** start GIVEN PASSAGE **

Do you worry about comparisons/accusations to a certain other badass tattooed recovering addict memoirist?

I still think that most people can tell the difference between an honest and a dishonest story, so in that sense I’m okay. But the Frey business has had an effect.

With memoir there’s a distinction, I think, between being honest and telling the truth. Being honest means sharing everything you think relevant to understanding your story, no matter how painful or embarrassing. Telling the truth, though, is simply impossible. I can’t know for sure what somebody was thinking on a given day, or even what somebody was wearing, but in order to make a narrative out of the events I have to fill in those details. So long as I’m honest, though, there’s no problem—people should understand, at least intuitively, because they do it all the time. People need a narrative to make sense of their own lives, so they extrapolate from what information they do have to come up with a story that feels close to the truth. In a sense, I’m doing publicly with my story what they do privately with theirs.

** end GIVEN PASSAGE **
** start RECORD EXTRACTS **

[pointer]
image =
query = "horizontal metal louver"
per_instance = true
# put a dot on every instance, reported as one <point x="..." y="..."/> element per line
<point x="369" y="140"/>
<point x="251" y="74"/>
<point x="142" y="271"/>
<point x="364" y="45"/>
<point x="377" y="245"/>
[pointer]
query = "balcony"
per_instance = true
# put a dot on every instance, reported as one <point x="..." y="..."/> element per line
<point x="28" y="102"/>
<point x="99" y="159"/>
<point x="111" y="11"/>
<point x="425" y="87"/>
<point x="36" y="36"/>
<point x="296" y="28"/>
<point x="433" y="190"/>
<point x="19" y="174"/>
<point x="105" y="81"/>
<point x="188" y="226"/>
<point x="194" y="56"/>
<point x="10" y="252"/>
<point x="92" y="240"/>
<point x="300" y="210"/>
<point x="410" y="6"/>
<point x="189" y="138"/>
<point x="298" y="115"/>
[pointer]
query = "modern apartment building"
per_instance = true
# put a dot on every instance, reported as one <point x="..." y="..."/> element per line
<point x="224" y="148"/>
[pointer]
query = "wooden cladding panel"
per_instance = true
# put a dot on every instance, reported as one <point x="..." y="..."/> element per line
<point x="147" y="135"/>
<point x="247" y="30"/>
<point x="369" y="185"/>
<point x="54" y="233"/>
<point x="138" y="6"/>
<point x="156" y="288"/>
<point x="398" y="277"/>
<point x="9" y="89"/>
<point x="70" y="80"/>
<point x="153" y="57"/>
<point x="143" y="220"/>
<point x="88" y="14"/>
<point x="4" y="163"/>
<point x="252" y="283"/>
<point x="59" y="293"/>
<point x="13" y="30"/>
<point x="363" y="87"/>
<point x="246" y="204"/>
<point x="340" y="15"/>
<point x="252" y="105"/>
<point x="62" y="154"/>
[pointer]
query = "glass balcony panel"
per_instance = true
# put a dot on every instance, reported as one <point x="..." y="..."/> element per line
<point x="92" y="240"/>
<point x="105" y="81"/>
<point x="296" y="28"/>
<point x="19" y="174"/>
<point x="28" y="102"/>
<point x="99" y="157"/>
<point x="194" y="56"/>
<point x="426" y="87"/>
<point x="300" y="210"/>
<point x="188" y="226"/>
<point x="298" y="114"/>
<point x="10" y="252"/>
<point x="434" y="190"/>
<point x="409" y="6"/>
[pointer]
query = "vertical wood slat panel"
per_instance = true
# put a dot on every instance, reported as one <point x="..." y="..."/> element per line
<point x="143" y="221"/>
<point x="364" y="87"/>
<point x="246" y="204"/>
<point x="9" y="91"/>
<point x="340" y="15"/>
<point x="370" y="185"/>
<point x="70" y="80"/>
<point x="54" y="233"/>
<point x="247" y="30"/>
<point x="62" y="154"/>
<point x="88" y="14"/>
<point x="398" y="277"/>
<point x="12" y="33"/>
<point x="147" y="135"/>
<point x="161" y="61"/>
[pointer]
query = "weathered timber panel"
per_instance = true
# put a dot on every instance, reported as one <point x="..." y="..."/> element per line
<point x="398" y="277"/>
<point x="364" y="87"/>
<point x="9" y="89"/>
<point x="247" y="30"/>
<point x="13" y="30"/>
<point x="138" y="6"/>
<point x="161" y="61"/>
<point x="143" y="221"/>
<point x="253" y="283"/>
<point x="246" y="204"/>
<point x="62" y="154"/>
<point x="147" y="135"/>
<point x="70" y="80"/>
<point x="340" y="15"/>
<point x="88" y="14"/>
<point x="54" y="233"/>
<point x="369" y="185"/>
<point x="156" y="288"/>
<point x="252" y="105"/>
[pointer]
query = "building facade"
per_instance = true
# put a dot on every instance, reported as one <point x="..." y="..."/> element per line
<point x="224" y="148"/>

** end RECORD EXTRACTS **

In the interview excerpt on memoir, what does the speaker say being honest means?

Sharing everything you think relevant to understanding your story, no matter how painful or embarrassing.